■ THE EXERCISE: Return the records word for word, starting at the first line and ending at the line that contains "point(1043, 73)". Leave the pictures out of your answer.

■ EXTRACTED RECORDS:
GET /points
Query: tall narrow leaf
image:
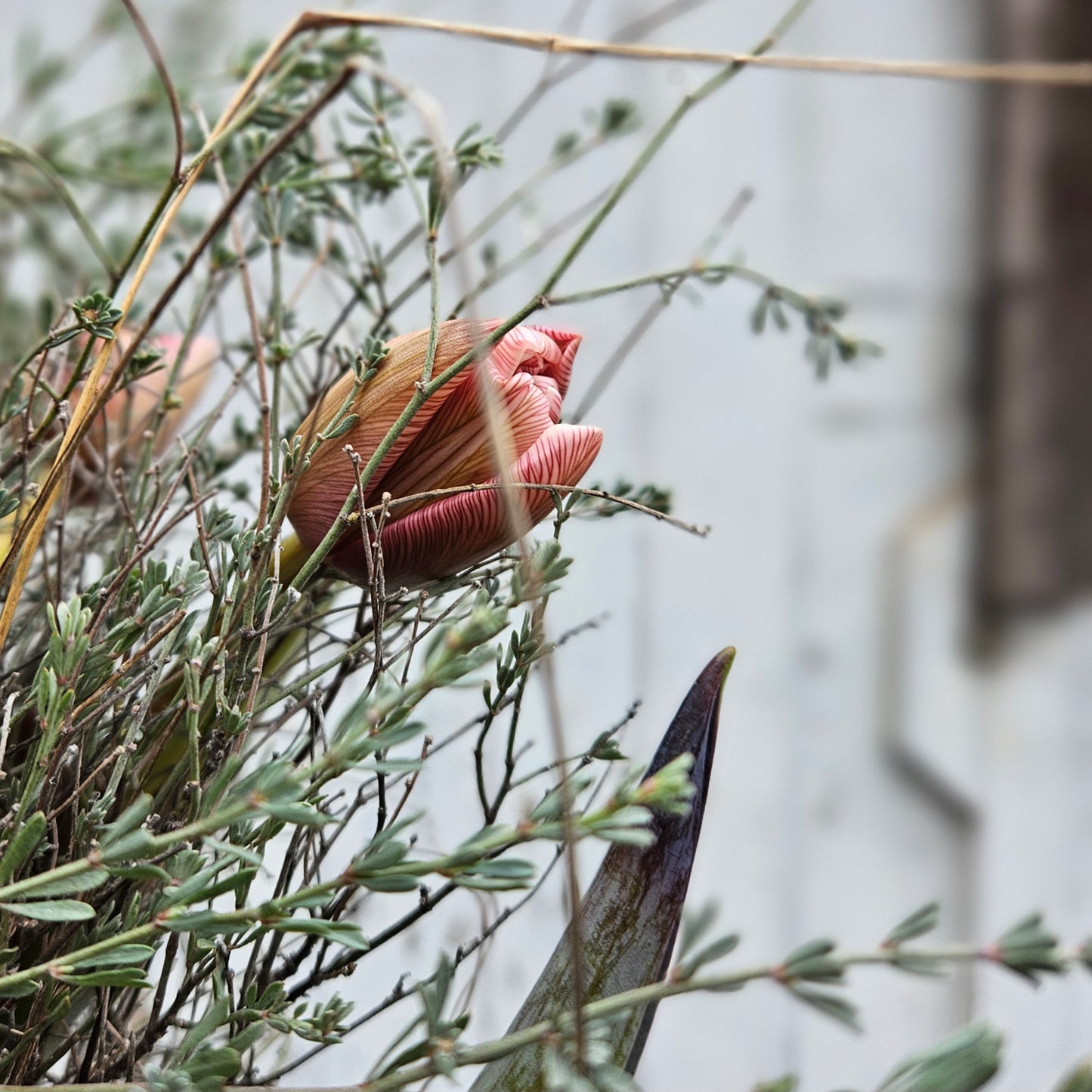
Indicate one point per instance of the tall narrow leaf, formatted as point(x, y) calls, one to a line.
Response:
point(630, 913)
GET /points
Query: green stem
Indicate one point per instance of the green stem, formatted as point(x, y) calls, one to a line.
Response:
point(46, 169)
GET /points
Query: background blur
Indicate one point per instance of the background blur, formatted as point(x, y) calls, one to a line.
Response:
point(898, 552)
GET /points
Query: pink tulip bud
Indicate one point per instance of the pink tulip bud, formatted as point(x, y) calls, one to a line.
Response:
point(447, 444)
point(134, 409)
point(119, 432)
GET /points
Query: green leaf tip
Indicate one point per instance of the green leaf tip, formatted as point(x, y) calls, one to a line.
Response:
point(630, 913)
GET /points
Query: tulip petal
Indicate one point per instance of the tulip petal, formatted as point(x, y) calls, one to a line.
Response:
point(630, 913)
point(456, 447)
point(320, 493)
point(537, 351)
point(458, 531)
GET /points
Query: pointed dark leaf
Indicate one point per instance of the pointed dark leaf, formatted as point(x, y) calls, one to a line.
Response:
point(630, 913)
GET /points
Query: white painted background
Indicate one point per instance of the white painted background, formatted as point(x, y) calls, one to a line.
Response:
point(838, 561)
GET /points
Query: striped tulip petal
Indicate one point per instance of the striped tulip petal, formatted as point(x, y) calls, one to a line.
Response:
point(449, 444)
point(456, 532)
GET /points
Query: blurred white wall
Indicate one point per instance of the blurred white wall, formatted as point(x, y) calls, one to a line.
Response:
point(864, 767)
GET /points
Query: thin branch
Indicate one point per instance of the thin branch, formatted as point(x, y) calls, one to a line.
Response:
point(169, 86)
point(1043, 73)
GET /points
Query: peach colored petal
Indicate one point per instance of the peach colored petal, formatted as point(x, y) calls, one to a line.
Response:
point(456, 447)
point(459, 531)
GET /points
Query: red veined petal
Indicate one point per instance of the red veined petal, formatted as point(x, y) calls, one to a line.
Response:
point(456, 532)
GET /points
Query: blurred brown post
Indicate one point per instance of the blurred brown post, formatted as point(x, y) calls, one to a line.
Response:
point(1037, 542)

■ EXERCISE SOLUTION:
GET /points
Query: tall narrow leaf
image:
Indicate one point per instance of the tall narrow leaf, formatted as point(x, y) calls, one to a line.
Response:
point(630, 913)
GET /points
Query: green stem
Indicate one point per instance of the green stem, formatted as point(x, y) calls, one to a line.
Response:
point(46, 169)
GET /points
Query: background blur
Indicate one point per instance of the background blur, formatted as point(x, y) calls, one to a line.
Response:
point(898, 552)
GET /points
Query: pink tulip bud
Indicate one point per instance of the pink tulip bud, formatted as point(x, y) calls, one to a line.
Response:
point(447, 444)
point(134, 409)
point(119, 432)
GET /points
Query: green leaf tip
Indicate one point per instance of the green leaf tip, formatted as point(x, y) calls, one to a line.
Response:
point(630, 913)
GET /points
Query: tulip petal
Indicate one point per instance of the tulip petal, formatted as point(x, y) calls, one to a line.
Response:
point(630, 913)
point(456, 447)
point(320, 493)
point(537, 351)
point(458, 531)
GET /points
Query: pointed dark leaf
Indicate one point per instance of the pointed dark leaf, formatted as point(x, y) calls, one to a line.
Response:
point(630, 913)
GET /points
Query: white painted background
Indicate one point per instance of the white painted background, formatted as point(x, y) calls, one to a line.
Response:
point(838, 561)
GET /points
Query: striped tulip petal
Indicate one point per instance of the striped tulip petal, formatted as point(x, y) calls, one to a line.
Response:
point(449, 444)
point(456, 532)
GET /points
Query: blurred white wall
Indicate one point per instance of the blurred white wall, formatted as point(x, y) calls, one to a line.
Response:
point(864, 767)
GET /points
Query: thin branch
Indicate one point per instance of the thin branch, formatted as point(x, y) calls, one to a line.
Response:
point(169, 86)
point(1043, 73)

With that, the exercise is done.